(Collection entries)
================

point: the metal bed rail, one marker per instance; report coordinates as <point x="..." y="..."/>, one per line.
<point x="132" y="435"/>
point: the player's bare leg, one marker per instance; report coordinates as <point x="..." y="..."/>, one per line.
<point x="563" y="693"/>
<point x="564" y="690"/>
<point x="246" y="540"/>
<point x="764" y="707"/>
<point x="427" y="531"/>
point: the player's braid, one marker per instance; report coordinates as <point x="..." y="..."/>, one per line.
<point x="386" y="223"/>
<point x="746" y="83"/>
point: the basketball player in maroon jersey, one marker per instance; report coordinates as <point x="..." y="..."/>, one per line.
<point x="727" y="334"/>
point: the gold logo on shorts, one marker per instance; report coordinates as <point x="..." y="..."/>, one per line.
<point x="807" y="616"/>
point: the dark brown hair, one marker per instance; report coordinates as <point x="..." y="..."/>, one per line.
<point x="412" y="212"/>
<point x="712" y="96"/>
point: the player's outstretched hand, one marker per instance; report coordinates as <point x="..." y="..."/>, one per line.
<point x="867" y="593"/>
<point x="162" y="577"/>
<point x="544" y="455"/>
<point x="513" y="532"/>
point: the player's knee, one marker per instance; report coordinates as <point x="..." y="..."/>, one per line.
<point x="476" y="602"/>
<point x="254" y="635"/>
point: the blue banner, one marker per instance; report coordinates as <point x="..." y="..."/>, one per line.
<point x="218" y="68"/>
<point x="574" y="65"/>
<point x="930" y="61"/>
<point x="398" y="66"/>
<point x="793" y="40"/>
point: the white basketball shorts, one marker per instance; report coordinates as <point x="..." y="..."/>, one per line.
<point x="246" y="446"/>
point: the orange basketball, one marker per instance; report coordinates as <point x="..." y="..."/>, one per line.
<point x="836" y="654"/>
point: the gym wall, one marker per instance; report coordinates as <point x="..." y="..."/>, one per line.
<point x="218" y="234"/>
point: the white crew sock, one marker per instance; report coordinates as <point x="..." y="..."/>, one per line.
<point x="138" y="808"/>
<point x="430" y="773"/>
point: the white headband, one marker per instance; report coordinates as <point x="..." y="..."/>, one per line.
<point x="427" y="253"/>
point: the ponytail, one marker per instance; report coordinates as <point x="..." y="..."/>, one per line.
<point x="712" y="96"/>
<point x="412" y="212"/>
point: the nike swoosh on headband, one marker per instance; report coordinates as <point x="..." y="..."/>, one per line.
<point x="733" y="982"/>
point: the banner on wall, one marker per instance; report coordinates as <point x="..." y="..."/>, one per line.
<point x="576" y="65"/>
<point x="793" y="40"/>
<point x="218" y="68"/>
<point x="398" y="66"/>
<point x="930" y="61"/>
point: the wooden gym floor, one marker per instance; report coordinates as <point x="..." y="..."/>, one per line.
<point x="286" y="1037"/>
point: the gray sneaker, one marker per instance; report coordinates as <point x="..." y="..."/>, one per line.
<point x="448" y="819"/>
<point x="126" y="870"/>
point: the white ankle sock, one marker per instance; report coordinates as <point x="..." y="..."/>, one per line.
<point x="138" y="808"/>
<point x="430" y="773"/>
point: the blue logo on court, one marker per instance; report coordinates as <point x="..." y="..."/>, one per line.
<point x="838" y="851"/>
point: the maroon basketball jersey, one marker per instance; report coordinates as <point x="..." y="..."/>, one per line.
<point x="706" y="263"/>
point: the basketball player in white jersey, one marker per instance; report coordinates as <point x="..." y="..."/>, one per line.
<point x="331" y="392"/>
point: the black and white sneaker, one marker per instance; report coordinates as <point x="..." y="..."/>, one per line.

================

Aim: Reproduce every line of the data, starting with the line that contains "point: the basketball player in white" and going on through the last line, both ends included. Shift each x and y coordinate in the answers up by 64 and leave all other lines unchanged.

The reply:
point: the basketball player in white jersey, one marker per instance; report coordinates as <point x="..." y="..."/>, one per line.
<point x="395" y="456"/>
point: the black and white sneaker, one marker per instance; report coordinates as <point x="..." y="..."/>, one per line.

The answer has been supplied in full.